⟨

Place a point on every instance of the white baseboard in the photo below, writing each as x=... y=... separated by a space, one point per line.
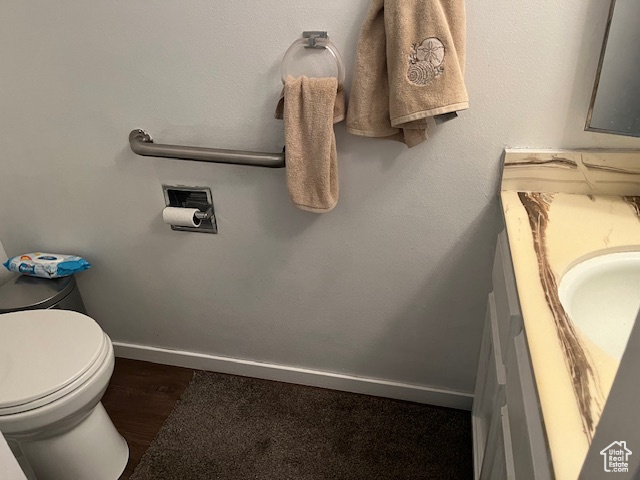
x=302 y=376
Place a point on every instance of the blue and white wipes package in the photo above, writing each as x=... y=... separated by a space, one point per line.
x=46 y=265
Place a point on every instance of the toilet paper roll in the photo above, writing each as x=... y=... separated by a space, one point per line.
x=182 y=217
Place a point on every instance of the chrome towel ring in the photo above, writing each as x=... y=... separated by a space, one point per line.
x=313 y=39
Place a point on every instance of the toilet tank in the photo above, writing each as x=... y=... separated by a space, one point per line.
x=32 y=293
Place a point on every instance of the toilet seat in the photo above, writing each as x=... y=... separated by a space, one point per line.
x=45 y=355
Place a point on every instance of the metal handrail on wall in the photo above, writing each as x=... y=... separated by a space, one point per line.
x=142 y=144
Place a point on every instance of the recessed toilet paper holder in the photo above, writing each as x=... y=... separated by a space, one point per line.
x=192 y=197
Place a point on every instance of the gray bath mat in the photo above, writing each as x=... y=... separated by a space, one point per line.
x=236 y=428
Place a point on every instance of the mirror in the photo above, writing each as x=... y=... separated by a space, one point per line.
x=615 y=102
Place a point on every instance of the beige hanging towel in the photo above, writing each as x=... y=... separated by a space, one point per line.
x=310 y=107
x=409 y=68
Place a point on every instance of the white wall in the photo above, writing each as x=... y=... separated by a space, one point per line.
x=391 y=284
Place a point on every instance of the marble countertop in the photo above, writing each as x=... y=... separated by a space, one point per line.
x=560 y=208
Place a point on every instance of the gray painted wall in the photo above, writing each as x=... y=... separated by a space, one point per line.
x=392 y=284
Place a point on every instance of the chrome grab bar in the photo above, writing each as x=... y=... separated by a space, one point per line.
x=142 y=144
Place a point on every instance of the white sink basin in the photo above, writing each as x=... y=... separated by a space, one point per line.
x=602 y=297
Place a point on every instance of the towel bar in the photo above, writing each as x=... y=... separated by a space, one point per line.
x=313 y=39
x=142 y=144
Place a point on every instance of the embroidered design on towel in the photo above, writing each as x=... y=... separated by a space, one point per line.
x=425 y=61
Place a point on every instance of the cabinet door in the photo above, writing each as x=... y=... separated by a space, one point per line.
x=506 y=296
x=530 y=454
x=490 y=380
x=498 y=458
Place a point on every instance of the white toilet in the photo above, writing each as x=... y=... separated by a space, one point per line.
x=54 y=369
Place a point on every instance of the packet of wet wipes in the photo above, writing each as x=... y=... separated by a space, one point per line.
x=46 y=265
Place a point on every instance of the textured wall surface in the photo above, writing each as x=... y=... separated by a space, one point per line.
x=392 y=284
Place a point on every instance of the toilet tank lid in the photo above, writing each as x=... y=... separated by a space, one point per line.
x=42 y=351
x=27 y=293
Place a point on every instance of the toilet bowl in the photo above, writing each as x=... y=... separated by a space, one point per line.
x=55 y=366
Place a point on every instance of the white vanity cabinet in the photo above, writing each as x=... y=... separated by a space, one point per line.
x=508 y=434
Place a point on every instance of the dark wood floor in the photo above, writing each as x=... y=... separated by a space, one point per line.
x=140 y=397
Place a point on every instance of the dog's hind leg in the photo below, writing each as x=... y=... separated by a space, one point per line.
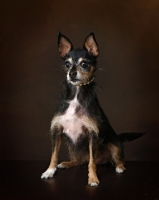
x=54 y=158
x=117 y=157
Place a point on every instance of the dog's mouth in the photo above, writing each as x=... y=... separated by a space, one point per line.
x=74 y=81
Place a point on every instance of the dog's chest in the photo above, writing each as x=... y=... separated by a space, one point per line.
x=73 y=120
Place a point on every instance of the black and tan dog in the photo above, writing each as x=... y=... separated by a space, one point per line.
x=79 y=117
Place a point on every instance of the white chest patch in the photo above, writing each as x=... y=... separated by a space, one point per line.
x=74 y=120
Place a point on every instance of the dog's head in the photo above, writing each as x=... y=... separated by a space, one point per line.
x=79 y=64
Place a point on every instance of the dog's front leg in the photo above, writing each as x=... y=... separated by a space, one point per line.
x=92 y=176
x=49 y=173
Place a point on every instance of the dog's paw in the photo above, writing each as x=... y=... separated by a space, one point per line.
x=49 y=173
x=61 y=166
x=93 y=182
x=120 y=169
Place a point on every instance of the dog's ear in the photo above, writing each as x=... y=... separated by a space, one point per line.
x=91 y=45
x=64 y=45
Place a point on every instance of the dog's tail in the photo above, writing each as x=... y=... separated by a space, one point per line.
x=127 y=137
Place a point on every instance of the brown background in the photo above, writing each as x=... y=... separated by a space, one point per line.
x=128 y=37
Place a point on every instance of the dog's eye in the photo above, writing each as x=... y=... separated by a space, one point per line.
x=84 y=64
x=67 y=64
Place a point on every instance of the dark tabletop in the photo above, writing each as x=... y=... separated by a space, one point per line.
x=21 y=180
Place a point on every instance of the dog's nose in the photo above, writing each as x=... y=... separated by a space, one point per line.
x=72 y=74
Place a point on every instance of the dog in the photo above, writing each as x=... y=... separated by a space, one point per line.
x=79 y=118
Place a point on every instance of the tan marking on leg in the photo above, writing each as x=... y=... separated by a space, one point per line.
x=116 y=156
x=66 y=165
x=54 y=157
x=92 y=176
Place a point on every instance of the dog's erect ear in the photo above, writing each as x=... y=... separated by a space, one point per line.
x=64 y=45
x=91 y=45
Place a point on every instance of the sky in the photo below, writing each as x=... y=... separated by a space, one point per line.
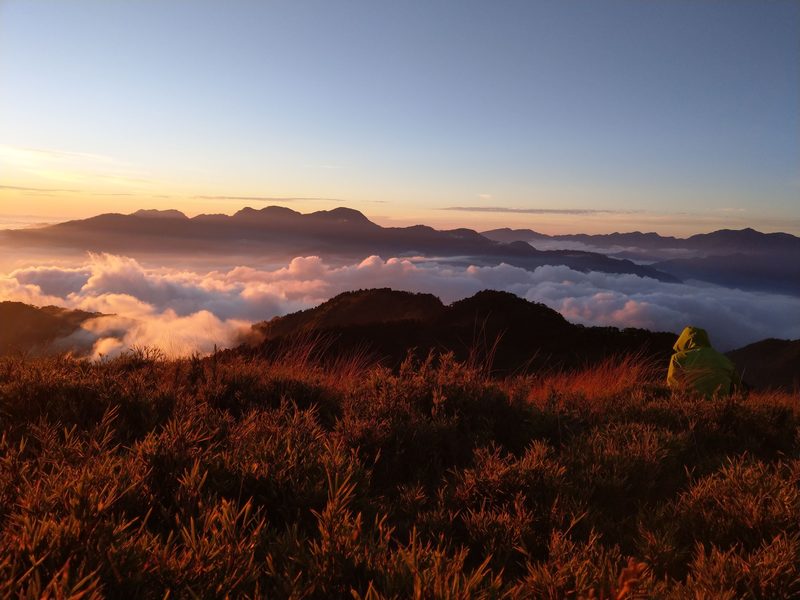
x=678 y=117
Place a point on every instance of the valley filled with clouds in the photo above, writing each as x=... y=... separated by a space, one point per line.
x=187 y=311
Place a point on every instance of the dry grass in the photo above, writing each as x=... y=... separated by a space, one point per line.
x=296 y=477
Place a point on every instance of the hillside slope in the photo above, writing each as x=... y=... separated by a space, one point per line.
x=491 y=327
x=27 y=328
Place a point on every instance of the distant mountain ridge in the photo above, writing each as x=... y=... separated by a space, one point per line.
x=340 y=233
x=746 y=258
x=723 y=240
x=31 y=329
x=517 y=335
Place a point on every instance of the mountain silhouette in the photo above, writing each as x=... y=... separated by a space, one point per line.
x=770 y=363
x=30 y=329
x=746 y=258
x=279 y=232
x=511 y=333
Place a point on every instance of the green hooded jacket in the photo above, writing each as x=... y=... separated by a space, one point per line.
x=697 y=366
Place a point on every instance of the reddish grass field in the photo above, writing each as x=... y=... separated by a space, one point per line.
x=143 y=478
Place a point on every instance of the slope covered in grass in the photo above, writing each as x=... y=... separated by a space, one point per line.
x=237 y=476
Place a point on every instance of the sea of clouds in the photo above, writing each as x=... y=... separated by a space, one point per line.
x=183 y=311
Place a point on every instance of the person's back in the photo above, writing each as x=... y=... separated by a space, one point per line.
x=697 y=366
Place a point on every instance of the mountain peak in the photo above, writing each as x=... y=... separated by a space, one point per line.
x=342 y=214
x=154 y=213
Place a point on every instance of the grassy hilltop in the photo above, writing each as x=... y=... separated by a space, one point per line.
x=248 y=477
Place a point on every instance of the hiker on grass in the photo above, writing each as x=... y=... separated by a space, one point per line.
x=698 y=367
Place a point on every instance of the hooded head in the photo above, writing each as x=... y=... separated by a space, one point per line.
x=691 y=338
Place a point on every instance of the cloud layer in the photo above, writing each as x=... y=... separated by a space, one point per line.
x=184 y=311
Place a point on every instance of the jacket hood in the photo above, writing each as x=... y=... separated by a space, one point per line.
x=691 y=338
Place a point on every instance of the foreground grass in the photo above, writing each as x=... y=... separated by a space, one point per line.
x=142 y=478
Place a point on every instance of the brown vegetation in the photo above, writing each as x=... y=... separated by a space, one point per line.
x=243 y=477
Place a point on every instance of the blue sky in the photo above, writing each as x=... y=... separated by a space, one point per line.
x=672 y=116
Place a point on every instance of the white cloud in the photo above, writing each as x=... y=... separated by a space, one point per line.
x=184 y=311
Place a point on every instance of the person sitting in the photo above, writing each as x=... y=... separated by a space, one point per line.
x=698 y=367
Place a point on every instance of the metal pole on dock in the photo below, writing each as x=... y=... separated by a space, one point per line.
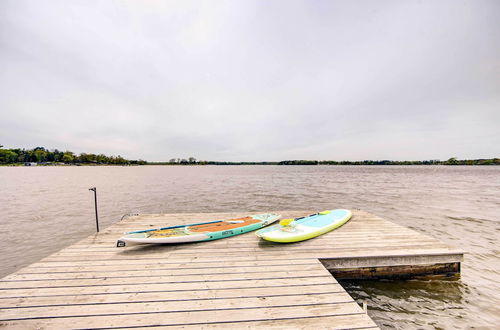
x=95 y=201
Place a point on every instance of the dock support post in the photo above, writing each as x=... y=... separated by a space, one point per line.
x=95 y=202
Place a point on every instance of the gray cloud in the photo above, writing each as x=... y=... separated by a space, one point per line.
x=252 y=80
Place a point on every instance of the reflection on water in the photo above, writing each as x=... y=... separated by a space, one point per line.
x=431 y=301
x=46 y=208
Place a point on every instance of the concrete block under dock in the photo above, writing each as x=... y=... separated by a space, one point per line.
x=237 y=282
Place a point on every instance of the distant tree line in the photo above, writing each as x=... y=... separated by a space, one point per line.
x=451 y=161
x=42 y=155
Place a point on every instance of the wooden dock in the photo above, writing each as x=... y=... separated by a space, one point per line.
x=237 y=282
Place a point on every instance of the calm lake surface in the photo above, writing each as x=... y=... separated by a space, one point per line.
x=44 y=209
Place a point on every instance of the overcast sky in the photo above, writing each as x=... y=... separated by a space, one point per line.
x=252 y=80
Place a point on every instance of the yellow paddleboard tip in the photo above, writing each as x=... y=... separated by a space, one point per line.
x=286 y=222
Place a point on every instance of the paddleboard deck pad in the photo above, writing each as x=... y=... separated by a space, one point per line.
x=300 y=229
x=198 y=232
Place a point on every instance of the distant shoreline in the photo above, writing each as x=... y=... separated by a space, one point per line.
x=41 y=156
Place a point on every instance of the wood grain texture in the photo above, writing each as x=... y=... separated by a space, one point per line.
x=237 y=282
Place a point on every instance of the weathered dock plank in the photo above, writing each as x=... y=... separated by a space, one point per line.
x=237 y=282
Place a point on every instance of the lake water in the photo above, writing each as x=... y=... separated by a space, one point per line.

⟩

* _Direction_: Copy the rows verbatim, starting at the line that contains "Place a point on every instance of the mountain silhouette" and stopping after the line that contains "x=237 y=476", with both of those lines included.

* _Output of the exercise_:
Place a point on every instance of the mountain silhouette in the photo above, writing each as x=... y=... separated by a space, one point per line.
x=770 y=363
x=30 y=329
x=746 y=258
x=279 y=232
x=511 y=333
Place a point on every instance of the green hooded jacket in the photo above, writing each as x=... y=... separated by a space, one point per line.
x=697 y=366
Place a point on every instance of the reddish grass field in the photo above, writing each as x=... y=... separated by a space, one point per line.
x=143 y=478
Place a point on every instance of the slope covered in grass in the photo above, writing each as x=... y=... separated by a space, one point per line.
x=237 y=476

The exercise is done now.